▸ **Stated exercise**
Could you put every line of the data below into a Markdown table with the columns Row and Line, numbering each row and omitting blank lines? Leave the pictures out.

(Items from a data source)
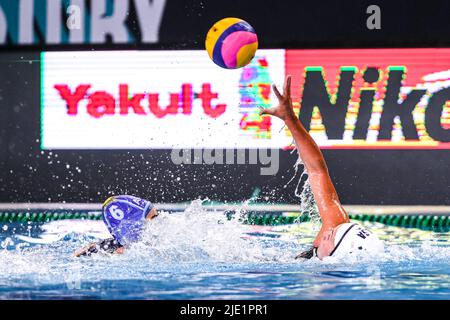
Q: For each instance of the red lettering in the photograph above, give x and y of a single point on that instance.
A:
(186, 98)
(153, 102)
(100, 103)
(126, 103)
(263, 125)
(72, 100)
(206, 96)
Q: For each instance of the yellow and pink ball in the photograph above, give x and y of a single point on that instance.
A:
(231, 43)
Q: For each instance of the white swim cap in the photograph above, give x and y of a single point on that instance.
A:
(352, 238)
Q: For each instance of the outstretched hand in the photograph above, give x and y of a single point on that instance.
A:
(284, 109)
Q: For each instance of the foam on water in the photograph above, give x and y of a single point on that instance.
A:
(182, 252)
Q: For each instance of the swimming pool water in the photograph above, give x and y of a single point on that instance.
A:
(201, 255)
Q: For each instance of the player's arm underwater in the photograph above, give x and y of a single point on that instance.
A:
(331, 211)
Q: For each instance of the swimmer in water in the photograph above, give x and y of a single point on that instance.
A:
(337, 236)
(125, 217)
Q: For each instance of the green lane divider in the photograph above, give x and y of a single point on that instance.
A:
(438, 223)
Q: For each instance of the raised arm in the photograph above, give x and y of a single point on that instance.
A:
(330, 209)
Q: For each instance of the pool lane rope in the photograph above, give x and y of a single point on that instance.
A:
(438, 223)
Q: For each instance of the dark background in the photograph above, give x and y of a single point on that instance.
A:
(28, 174)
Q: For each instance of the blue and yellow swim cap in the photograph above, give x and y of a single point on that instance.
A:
(124, 216)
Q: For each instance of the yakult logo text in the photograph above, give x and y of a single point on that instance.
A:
(101, 103)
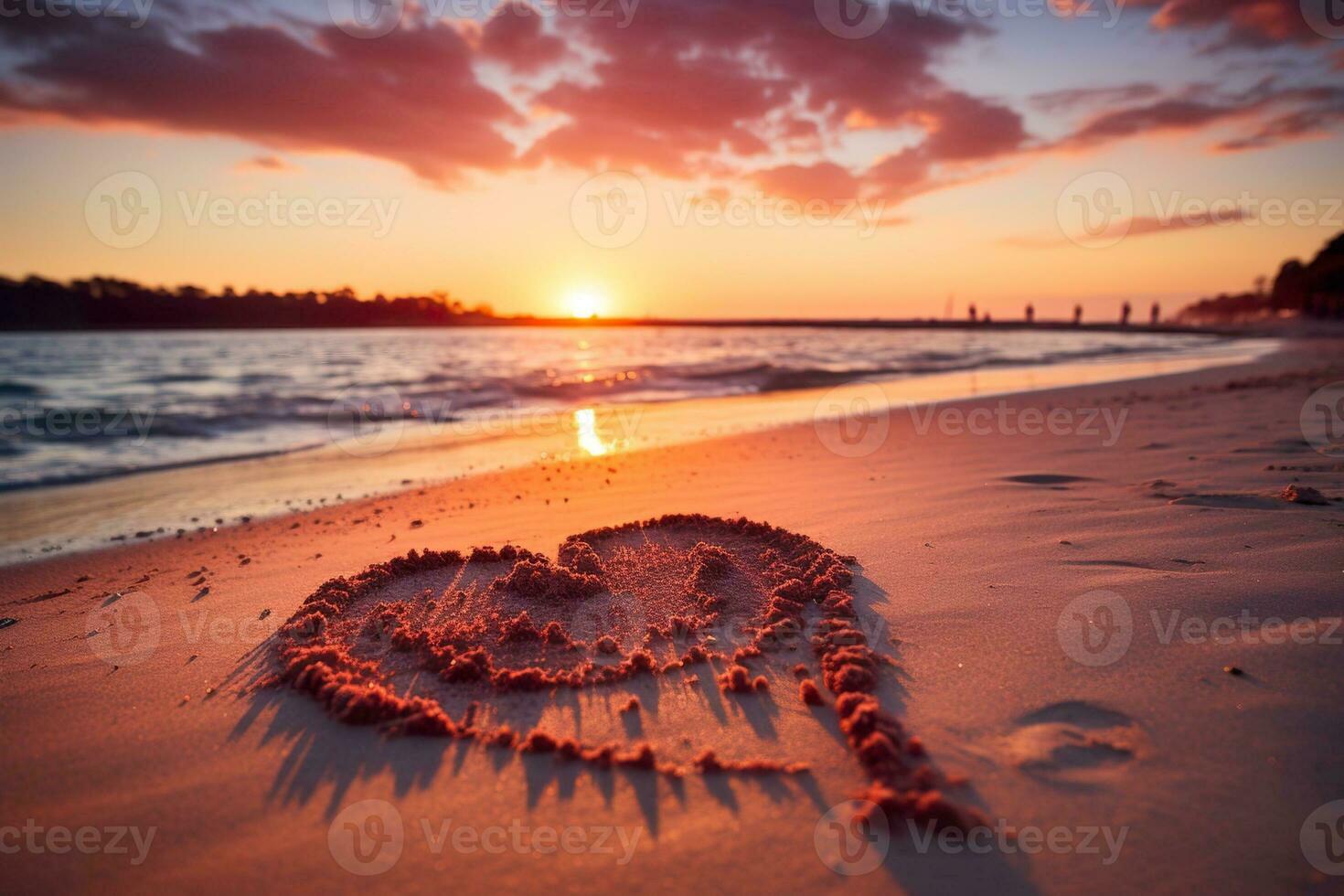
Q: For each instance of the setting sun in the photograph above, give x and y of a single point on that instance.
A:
(585, 304)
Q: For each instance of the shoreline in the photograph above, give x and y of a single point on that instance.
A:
(172, 500)
(972, 551)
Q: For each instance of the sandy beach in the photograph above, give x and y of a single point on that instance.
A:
(1115, 640)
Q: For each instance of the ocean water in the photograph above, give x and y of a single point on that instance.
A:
(80, 406)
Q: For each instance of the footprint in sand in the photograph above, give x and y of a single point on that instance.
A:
(1057, 481)
(1074, 741)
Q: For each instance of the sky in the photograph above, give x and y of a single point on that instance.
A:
(677, 157)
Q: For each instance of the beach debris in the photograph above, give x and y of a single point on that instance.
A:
(1303, 495)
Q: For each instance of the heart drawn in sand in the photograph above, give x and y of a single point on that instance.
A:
(449, 644)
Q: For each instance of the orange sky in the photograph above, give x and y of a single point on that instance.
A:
(738, 162)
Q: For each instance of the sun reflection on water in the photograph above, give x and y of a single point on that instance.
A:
(585, 430)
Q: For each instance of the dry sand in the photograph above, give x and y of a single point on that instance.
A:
(975, 554)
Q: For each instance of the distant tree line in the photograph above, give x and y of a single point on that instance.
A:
(1307, 291)
(102, 303)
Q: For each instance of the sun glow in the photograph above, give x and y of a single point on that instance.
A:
(585, 304)
(585, 430)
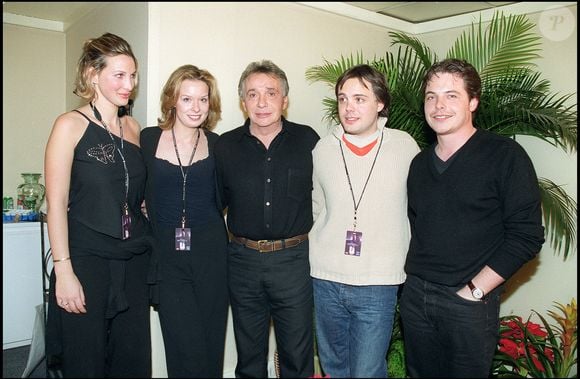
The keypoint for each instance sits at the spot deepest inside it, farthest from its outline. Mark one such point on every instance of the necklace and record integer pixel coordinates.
(357, 203)
(184, 173)
(125, 217)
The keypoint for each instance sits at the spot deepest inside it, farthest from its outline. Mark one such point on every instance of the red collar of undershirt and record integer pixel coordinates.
(360, 151)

▸ **Answer to this task**
| Row | Line |
|---|---|
| 1 | Q: For each instance of the red lettering in the photograph above, give x and y of a single point on that instance. |
| 2 | A: |
| 3 | (186, 98) |
| 4 | (153, 102) |
| 5 | (100, 103) |
| 6 | (126, 103) |
| 7 | (263, 125) |
| 8 | (72, 100) |
| 9 | (206, 96) |
| 10 | Q: For each instance of the yellow and pink ball in the photograph above, give x and y of a single point on that instance. |
| 11 | A: |
| 12 | (231, 43) |
| 13 | Q: For each instance of the white swim cap in the photograph above, give x and y of a single point on that instance. |
| 14 | A: |
| 15 | (352, 238) |
| 16 | Q: For each instance of the outstretched hand in the photograph above, give x and y of a single point on that instance. |
| 17 | A: |
| 18 | (284, 109) |
| 19 | Q: For each instance of the foam on water in the photograph above, give x and y of a single point on that instance. |
| 20 | A: |
| 21 | (182, 252) |
| 22 | Q: For each instance of the swimming pool water in the photograph above, give x and y of a single point on that instance. |
| 23 | A: |
| 24 | (201, 255) |
| 25 | Q: For each instance of the player's arm underwater in the photograph above, give x and y of a single point on that instance. |
| 26 | A: |
| 27 | (331, 211) |
| 28 | Q: For each instance of the swimmer in water in the photograph above, give x and y of a single point on that instance. |
| 29 | A: |
| 30 | (337, 236) |
| 31 | (125, 217) |
| 32 | Q: For each instance of the green lane divider in the photograph above, give x and y of a single point on that instance. |
| 33 | A: |
| 34 | (438, 223) |
| 35 | Q: For each instance of the raised arm in the photograph above, give x and y of a single point on that instance. |
| 36 | A: |
| 37 | (330, 209) |
| 38 | Q: For each instance of the pool lane rope in the photograph above, give x and y of a single point on that instance. |
| 39 | A: |
| 40 | (438, 223) |
| 41 | Q: For each instance of the dark background in the photograph above, give x and y of a single point on that instance. |
| 42 | A: |
| 43 | (28, 174) |
| 44 | Q: For each instance of the blue and yellow swim cap in the photograph above, give x and y of a single point on that instance. |
| 45 | A: |
| 46 | (124, 216) |
| 47 | Q: For each instance of the yakult logo text in the photograph above, give x and y of a single point on that instance. |
| 48 | A: |
| 49 | (101, 103) |
| 50 | Q: For each instance of the setting sun in the photograph above, give x and y of a single point on that instance. |
| 51 | A: |
| 52 | (585, 304) |
| 53 | Q: For each instance of the shoreline in the photograph above, give x and y of a single point on that instance. |
| 54 | A: |
| 55 | (172, 500) |
| 56 | (972, 551) |
| 57 | Q: For each instance of the sandy beach in the photograph above, give x and y of a single point on that instance. |
| 58 | A: |
| 59 | (1115, 640) |
| 60 | Q: For each instance of the ocean water in the photograph above, give x and y of a single point on that instance. |
| 61 | A: |
| 62 | (80, 406) |
| 63 | Q: For each instance of the footprint in sand in the photograph above, give x and y of a single point on that instance. |
| 64 | A: |
| 65 | (1057, 481) |
| 66 | (1074, 741) |
| 67 | Q: For each instance of the sky in the photograph above, give x and y of a single point on that instance. |
| 68 | A: |
| 69 | (677, 157) |
| 70 | Q: For each instance of the beach debris in the photograph above, give x and y of a single point on that instance. |
| 71 | A: |
| 72 | (1303, 495) |
| 73 | Q: For each instance of the heart drawn in sand in the photograph above, give x and y of a single point on that instance. |
| 74 | A: |
| 75 | (449, 644) |
| 76 | Q: For each instance of the orange sky in the photograph above, give x and y of a single point on that instance. |
| 77 | A: |
| 78 | (738, 162) |
| 79 | Q: For each instance of the sun reflection on water in the photograph above, give x and y of a single point on that instance. |
| 80 | A: |
| 81 | (585, 430) |
| 82 | Q: For each instance of the dry sand in the photograph above, give x and y of a single point on that instance. |
| 83 | A: |
| 84 | (975, 554) |
| 85 | Q: For each instance of the distant tree line in the photograph above, give x and y of a single point on that instance. |
| 86 | A: |
| 87 | (1307, 291) |
| 88 | (102, 303) |
| 89 | Q: For each instance of the sun glow in the photograph above, give x and y of a single point on that instance. |
| 90 | A: |
| 91 | (585, 304) |
| 92 | (585, 430) |
| 93 | The keypoint for each instance sits at the spot deepest inside it, farthest from its outline. Mark one such point on every instance of the necklace and record integer pixel coordinates. |
| 94 | (357, 203) |
| 95 | (184, 173) |
| 96 | (125, 217) |
| 97 | The keypoint for each instance sits at the spot deepest inside it, farthest from its outline. Mark one such point on every instance of the red collar of undershirt and record integer pixel coordinates. |
| 98 | (360, 151) |